- [TASKS TO PERFORM]
A – Reproduce the portion of the argument descriptions from "Vector of observations of the auxiliary" up to and including "estimate in domain.".
B – Using the argument descriptions, explain in one to three sentences why zk is required when the parameter of interest is the ratio.

Vector that indicates the number of individuals to select in each stratum. This argument is required if the type argument is equal to "select".

yk

Vector of observations of the characteristic of interest. This vector is only necessary if you want to estimate.

zk

Vector of observations of the characteristic of interest of equal length that yk. This vector is necessary if the parameter of interest is the ratio and refers to the variable involved in the denominator of the ratio.

xk

Vector of observations of the auxiliary variable. This vector is only necessary if it is desired to select in any stratum by means of a probability selection or inclusion probability proportional to size design.

dk

Factor that indicates the individuals that belong to each domain of interest, is only necessary if type is equal to "estm.Ud".

type

This argument indicates the procedure that will have the function ("select", "estm" or "estm.Ud"). If type is equal to "select" the function will make a selection, if it is equal to "estm" the function will perform the estimation of the indicated parameter and if it is equal to "estm.Ud" will make an estimate in domain.

designs

Vector indicating the design to be used in each stratum ("BER", "MAS", "MCR", "PPT", "SIS" or "PiPT").

parameter

This argument indicates the parameter to be estimated ("total", "average", "prop" or "reason").

Argt

It is a list with the necessary arguments for the estimates under the respective designs used in the strata.

rh

Vector of size equal to the number of strata, necessary if it is desired to select under an r-sistematic design, which will have the number of starts to be used in the corresponding strata and zeros in the rest of the positions where this design is not used.

- [DATASET SECTION]
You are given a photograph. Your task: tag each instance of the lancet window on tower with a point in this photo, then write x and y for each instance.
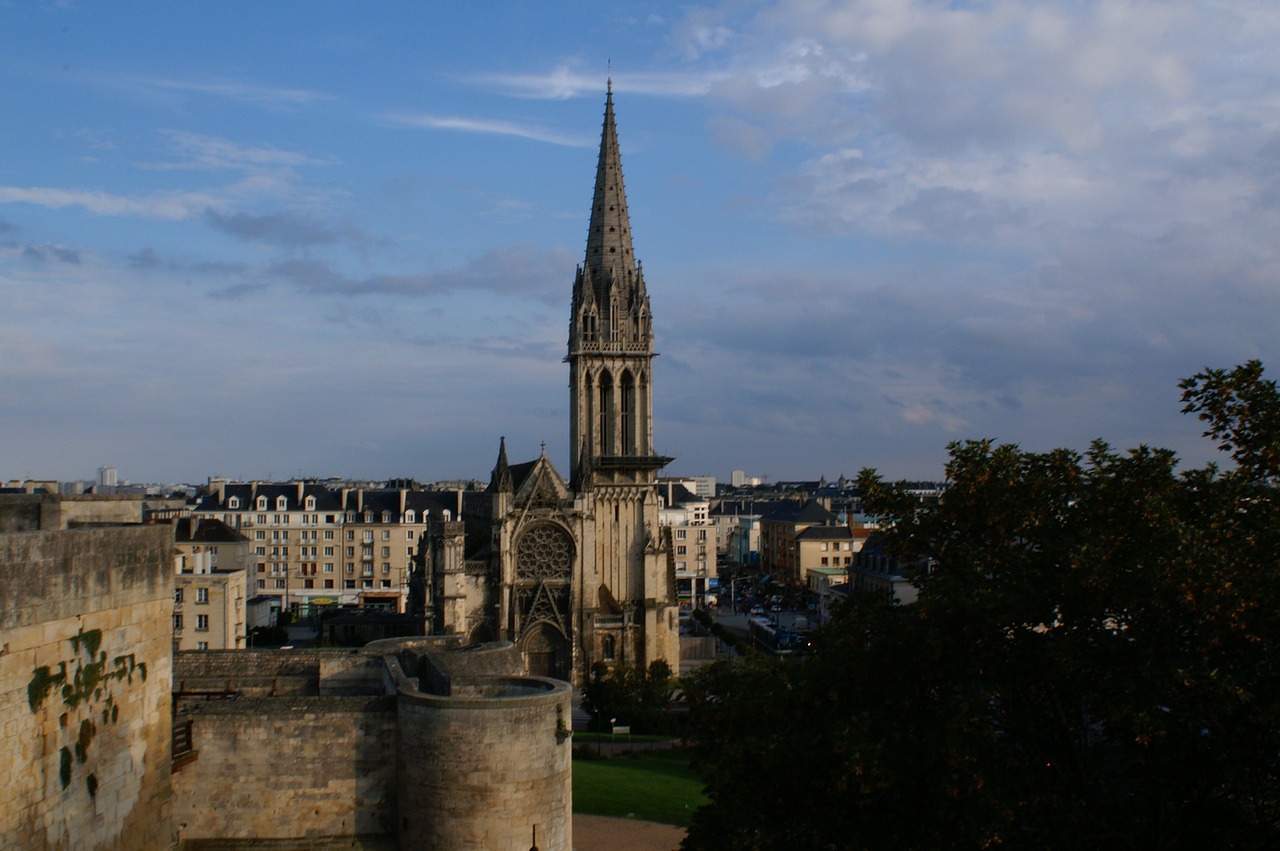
(606, 415)
(629, 424)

- [SOLUTIONS FOR EACH TASK]
A –
Vector of observations of the auxiliary variable. This vector is only necessary if it is desired to select in any stratum by means of a probability selection or inclusion probability proportional to size design.

dk

Factor that indicates the individuals that belong to each domain of interest, is only necessary if type is equal to "estm.Ud".

type

This argument indicates the procedure that will have the function ("select", "estm" or "estm.Ud"). If type is equal to "select" the function will make a selection, if it is equal to "estm" the function will perform the estimation of the indicated parameter and if it is equal to "estm.Ud" will make an estimate in domain.

B – When the parameter of interest is the ratio, zk supplies the variable in the ratio's denominator. It is a vector of observations of the characteristic of interest with the same length as yk.